--- Data to examine Enclosed Below ---

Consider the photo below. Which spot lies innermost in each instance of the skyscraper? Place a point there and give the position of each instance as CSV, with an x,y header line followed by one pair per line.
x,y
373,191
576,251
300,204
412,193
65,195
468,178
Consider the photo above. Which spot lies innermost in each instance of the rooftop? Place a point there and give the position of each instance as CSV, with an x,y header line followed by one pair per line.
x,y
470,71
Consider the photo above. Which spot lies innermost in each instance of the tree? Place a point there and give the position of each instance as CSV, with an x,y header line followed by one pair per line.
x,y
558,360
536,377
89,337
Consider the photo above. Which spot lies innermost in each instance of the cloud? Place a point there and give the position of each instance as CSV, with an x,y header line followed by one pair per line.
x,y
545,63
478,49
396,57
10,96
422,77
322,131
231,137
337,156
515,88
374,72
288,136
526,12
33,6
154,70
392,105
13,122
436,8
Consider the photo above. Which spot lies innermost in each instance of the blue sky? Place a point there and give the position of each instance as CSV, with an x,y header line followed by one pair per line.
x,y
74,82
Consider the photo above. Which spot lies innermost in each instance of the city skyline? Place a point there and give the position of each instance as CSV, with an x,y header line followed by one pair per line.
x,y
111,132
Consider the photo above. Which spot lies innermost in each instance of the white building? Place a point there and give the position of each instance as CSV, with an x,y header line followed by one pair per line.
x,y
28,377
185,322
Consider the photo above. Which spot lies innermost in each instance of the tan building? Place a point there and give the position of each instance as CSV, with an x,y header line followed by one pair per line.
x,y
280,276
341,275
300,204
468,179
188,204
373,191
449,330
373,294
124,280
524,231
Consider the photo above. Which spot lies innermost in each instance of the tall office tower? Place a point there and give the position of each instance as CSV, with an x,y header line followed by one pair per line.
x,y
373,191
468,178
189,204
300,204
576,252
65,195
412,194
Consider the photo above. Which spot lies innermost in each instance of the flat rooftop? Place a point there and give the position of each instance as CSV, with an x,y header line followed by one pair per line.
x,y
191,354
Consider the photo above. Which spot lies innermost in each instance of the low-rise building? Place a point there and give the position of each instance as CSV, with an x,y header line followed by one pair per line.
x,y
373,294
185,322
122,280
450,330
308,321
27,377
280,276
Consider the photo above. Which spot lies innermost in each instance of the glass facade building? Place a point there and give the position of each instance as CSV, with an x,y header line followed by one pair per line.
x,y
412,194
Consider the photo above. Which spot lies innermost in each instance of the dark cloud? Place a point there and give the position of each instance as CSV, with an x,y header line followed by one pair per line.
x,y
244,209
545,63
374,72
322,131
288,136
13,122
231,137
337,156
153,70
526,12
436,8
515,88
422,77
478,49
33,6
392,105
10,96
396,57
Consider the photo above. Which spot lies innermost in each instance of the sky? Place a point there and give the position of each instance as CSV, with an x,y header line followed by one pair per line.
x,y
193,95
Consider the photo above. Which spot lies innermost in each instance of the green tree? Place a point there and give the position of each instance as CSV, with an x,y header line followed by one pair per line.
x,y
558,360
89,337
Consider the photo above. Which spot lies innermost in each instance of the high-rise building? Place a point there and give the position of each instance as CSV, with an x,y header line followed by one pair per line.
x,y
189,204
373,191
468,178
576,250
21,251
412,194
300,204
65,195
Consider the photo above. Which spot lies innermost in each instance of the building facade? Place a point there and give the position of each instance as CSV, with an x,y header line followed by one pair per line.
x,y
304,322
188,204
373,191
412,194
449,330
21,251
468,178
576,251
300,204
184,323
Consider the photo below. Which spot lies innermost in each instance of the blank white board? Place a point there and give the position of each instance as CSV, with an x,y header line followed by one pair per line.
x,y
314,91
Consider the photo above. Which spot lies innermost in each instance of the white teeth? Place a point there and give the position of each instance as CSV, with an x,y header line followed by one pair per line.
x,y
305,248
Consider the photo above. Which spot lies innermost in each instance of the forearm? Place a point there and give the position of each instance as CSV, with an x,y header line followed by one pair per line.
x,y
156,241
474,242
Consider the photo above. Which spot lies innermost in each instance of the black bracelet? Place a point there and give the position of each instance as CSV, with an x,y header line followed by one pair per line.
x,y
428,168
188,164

--- End of Enclosed Data to examine ---

Aim of the exercise —
Retype all the data. Nothing may be left out or altered.

Written answer —
Consider the photo below. Which spot lies innermost in each instance of the skyscraper? Place a point there and give the position of each instance as CSV, with an x,y header line followed by one pair per line.
x,y
373,191
576,251
300,204
412,193
65,195
468,178
Consider the photo above. Which spot lies innermost in each instance of the rooftop? Place a point there and give the position of each instance as CSV, with an x,y header line followed by one pair per line.
x,y
470,71
Consider the photo above. Which spot lies innermost in each instance of the tree? Place a point there and give the position of each instance as CSV, with an x,y header line followed by one pair per line.
x,y
558,360
536,377
89,337
Consider the photo above. Which spot lies innermost in each instance of the cloud? Place a point there and give the position of each instance as CSV, with an x,y header line followed by one pair per line.
x,y
545,63
478,49
396,57
10,96
422,77
322,131
231,137
337,156
515,88
374,72
288,136
526,12
33,6
154,70
392,105
13,122
436,8
Consider the photo above. Which spot lies innermost in each instance of the blue sky? Place a point there and give the position of each instance as CSV, with an x,y header line followed by one pair per line.
x,y
74,82
Consider the photo above. Which spot lies innermost in each instance of the city skyline? Place a point there and give the position of each instance as CSV, with an x,y header line followed by one pair per line.
x,y
111,132
Consider the photo above. Which spot lies innermost in each instance of the white building? Place a point there and give the position of each instance as CSV, with an x,y header line followed by one pair per line.
x,y
28,377
185,322
Consider the photo above. Which spot lies innermost in each instance of the tan building? Place a point there and give the position of each instance as CSV, with an x,y header line followed by one pair per line.
x,y
280,276
341,275
300,204
468,179
188,204
373,191
449,330
373,294
124,280
524,231
Consider the photo above. Which spot lies innermost in each instance of the tall office tower? Place a point there and give the position of each instance as CSV, with an x,y header line followed by one pair per line.
x,y
373,191
468,178
189,204
300,204
576,252
65,195
412,194
Consider the photo above. Which spot lies innermost in each instance of the flat rooftop? Place a point there and give the position of each instance as CSV, with an x,y header line followed by one pair per line.
x,y
191,354
Consider the photo above. Which spot lies innermost in each instance of the low-rise building? Place a point there and give the position of each instance as CSV, with an x,y header line followed by one pair per line.
x,y
373,294
185,322
122,280
450,330
308,321
27,377
280,276
Consider the photo above. Which spot lies innermost in each instance of the glass facade building? Place a point there and give the position of each instance as CSV, with an x,y header line followed by one pair per line.
x,y
412,194
Consider the photo above. Which spot lies innermost in each instance of the dark cloud? Place a point there and give the position of each instance as CSV, with an x,y header line followed by one pair per line.
x,y
244,209
545,63
374,72
322,131
288,136
13,122
231,137
337,156
153,70
526,12
436,8
515,88
422,77
478,49
33,6
392,105
10,96
396,57
Consider the photo above. Which spot lies innermost in each instance of the sky? Place a point there and give the position of each instance as CSV, with an x,y header line followed by one pair per line.
x,y
193,95
Consider the photo above. Which spot lies innermost in each instance of the green tree? Place a point there and give the position of each instance as CSV, with an x,y header line followed by one pair per line.
x,y
558,360
89,337
Consider the photo above. Which spot lies innermost in each instance of the high-rise building? Place a point there and give the position of each instance as CSV, with an x,y header line followed by one pair per line.
x,y
189,204
373,191
468,178
576,250
21,251
412,194
300,204
65,195
Consider the photo above. Which spot lies innermost in each instance of the building facade? Place a point there and give the position of each instance as CSV, with an x,y header line followed by one pair per line.
x,y
304,322
188,204
373,191
412,194
449,330
21,251
468,178
576,251
300,204
184,323
Consider the photo below. Which spot lies innermost in each instance of the blank white board? Place a point there and give the position of each instance as CSV, with an x,y header line followed by one pair per line.
x,y
314,91
Consider the photo above. Which spot lies innermost in each instance of the white teeth? Place a point there and give the position of each instance as CSV, with an x,y header line followed by one pair per line.
x,y
305,248
Consider the photo above. Which spot lies innermost in each instance of the forearm? Place a point there and give the position of each instance as CSV, with an x,y header line followed by one pair per line.
x,y
156,241
474,242
Consider the photo above. Which spot lies innermost in each instance of the black bracelet? Place a point there and give the position of each instance as CSV, with an x,y header line followed by one pair per line.
x,y
428,168
188,164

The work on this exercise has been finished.